◆ **Given problem**: In the passage below on clothing at Mitchelville, what place gave osnaburg its name?

There is a great demand for…better clothing, including even hoop skirts. Negro cloth, as it is called, osnaburgs, russet-colored shoes, — in short, the distinctive apparel formerly dealt out to them, as a uniform allowance, — are very generally rejected."
Edward L. Pierce, Government Agent, 1863
Contrabands wearing military overcoats and kepis. Well-dressed ladies sit in front of the Contraband office. A clothing clasp from House A.

One of the most common ways people express themselves is through clothing. Enslaved people had very little say in the clothes they wore. On plantations, slaves were given clothes or fabric to make clothes several times a year. Generally, clothes were made from a cheap, coarse, durable fabric called osnaburg. Osnaburg gets its name from Osnabrück, Germany. In the mid-1700s mills in Scotland began to make osnaburg. Millions of yards of fabric were exported to England, Holland, and Great Britain's colonies. Osnaburg was used so often for clothing worn by slaves that it became known as negro cloth. When freed people at Mitchelville finally had a chance to buy clothes or material of their own choosing, they refused to buy osnaburg. The 1863 account clearly shows that Mitchelville's residents were determined to throw off their old uniforms of enslavement and create new identities as free people.

◆ **Given data**:
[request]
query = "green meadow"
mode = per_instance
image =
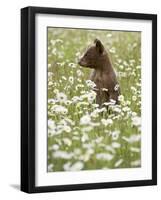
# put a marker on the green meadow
(82, 135)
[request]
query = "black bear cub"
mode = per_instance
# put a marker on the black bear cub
(103, 74)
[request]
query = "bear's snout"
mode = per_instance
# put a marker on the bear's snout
(82, 62)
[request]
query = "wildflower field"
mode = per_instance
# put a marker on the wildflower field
(82, 135)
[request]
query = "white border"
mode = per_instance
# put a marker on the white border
(94, 176)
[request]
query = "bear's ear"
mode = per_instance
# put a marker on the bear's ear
(99, 46)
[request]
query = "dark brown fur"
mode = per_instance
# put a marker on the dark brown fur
(103, 75)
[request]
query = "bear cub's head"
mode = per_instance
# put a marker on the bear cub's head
(94, 55)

◆ **Task solution**: Osnabrück, Germany.